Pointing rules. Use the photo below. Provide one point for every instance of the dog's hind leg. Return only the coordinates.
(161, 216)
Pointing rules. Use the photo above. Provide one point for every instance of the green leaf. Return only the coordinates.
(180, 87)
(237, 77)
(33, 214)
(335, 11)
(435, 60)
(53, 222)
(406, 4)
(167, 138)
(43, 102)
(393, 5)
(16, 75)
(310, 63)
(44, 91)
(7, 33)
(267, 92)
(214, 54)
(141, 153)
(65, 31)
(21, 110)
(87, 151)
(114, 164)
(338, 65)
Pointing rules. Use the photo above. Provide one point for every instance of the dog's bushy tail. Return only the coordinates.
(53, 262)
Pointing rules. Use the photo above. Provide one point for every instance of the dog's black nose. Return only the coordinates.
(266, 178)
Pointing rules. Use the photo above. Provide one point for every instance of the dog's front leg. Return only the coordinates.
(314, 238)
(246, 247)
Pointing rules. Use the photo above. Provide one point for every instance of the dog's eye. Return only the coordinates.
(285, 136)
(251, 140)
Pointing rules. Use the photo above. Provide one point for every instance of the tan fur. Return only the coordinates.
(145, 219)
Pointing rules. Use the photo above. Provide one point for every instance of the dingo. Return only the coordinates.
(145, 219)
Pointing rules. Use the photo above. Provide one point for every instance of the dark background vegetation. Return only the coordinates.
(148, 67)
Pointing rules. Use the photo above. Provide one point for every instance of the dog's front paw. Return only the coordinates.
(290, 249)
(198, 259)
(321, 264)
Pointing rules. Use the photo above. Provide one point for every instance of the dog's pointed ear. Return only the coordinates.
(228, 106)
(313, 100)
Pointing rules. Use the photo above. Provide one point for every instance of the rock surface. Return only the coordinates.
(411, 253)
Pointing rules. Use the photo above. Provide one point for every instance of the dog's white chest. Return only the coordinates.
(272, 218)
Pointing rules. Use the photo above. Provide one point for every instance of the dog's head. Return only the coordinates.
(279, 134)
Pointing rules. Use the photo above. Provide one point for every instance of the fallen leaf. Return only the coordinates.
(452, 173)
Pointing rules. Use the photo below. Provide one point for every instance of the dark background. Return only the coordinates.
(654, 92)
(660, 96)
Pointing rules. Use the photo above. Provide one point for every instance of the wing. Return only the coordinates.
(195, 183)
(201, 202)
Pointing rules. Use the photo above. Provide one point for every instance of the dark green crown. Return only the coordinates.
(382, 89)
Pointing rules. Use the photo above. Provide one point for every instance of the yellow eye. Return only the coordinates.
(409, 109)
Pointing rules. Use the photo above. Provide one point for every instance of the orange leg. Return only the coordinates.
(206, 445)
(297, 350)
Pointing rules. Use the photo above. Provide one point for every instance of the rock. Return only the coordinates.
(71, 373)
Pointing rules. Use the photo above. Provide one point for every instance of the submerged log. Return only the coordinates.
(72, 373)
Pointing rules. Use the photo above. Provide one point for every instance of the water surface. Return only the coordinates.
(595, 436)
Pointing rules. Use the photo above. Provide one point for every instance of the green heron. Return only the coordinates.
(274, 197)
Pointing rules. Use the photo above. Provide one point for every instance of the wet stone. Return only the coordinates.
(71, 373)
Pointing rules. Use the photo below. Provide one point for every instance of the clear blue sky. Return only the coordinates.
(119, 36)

- - - -

Reproduce the full listing above, changing "Pointing rules" to "Marking rules" throughout and leaving everything else unchanged.

▶ [Worked answer]
Marking rules. Use the photo below. Provide one point for every instance of the dog's hind leg. Return only the coordinates.
(161, 216)
Marking rules. Use the photo above. Provide one point for every instance of the green leaf. Return only the coordinates.
(180, 87)
(237, 77)
(33, 214)
(335, 11)
(435, 60)
(53, 222)
(406, 4)
(167, 138)
(43, 102)
(393, 5)
(16, 75)
(310, 63)
(44, 91)
(7, 33)
(267, 92)
(214, 54)
(141, 153)
(65, 31)
(21, 110)
(87, 151)
(114, 164)
(338, 65)
Marking rules. Use the photo above. Provide one point for every instance of the dog's bushy tail. Return only the coordinates.
(53, 262)
Marking rules. Use the photo above. Provide one point for every instance of the dog's black nose. Return only the coordinates.
(266, 178)
Marking rules. Use the photo above. Provide one point for every instance of the dog's front leg. Return only the coordinates.
(314, 238)
(246, 247)
Marking rules. Use the photo above. Provide one point for every instance of the dog's eye. Return only the coordinates.
(285, 136)
(251, 140)
Marking rules. Use the photo above. Provide one point for every instance of the tan fur. Return only the coordinates.
(145, 219)
Marking rules. Use the photo above. Provide one point for every instance of the dingo. Return only the coordinates.
(145, 219)
Marking rules. Use the photo above. Provide one point for every instance of the dark background vegetation. Return only the coordinates.
(148, 67)
Marking rules. Use the photo above. Provide one point for every instance of the dog's front paw. Return only the coordinates.
(290, 249)
(198, 259)
(321, 264)
Marking rules. Use the photo above. Provide one point for every instance of the dog's pointed ear. Return only the coordinates.
(228, 106)
(313, 100)
Marking rules. Use the photo above. Provide one point for every instance of the rock surface. Return only the coordinates.
(411, 253)
Marking rules. Use the photo above. Provide one point for every instance of the dog's white chest. Return only the coordinates.
(272, 218)
Marking rules. Use the photo above. Provide one point for every instance of the dog's head. Return only the coordinates.
(279, 134)
Marking rules. Use the photo above. Provide one point for every instance of the fallen leaf. Return only the coordinates.
(452, 173)
Marking rules. Use the photo below. Provide one point for every instance of the dark background. Return only the coordinates.
(654, 92)
(660, 96)
Marking rules. Use the photo above. Provide one point for every instance of the wing. Return only the coordinates.
(195, 183)
(201, 202)
Marking rules. Use the photo above. Provide one point for every instance of the dark green crown. Return only the coordinates.
(382, 89)
Marking rules. Use the photo above. Provide one point for every instance of the yellow eye. Return only the coordinates.
(409, 109)
Marking rules. Use the photo above. Provide one point for every instance of the orange leg. Return only the coordinates.
(206, 445)
(297, 350)
Marking rules. Use the photo above. Provide one point for every instance of the rock. Return only the coordinates.
(71, 373)
Marking rules. Use the photo above. Provide one point for every instance of the submerged log. Return only the coordinates.
(72, 373)
Marking rules. Use the photo above. Provide one point for every instance of the water surface. Return only the coordinates.
(595, 436)
Marking rules. Use the photo above. Provide one point for every instance of the green heron. Return only the coordinates.
(274, 197)
Marking rules. Use the photo above. Provide one point for every instance of the wet stone. Return only the coordinates.
(71, 373)
Marking rules. Use the photo below. Provide one point for every instance of the clear blue sky. Return only the coordinates.
(119, 36)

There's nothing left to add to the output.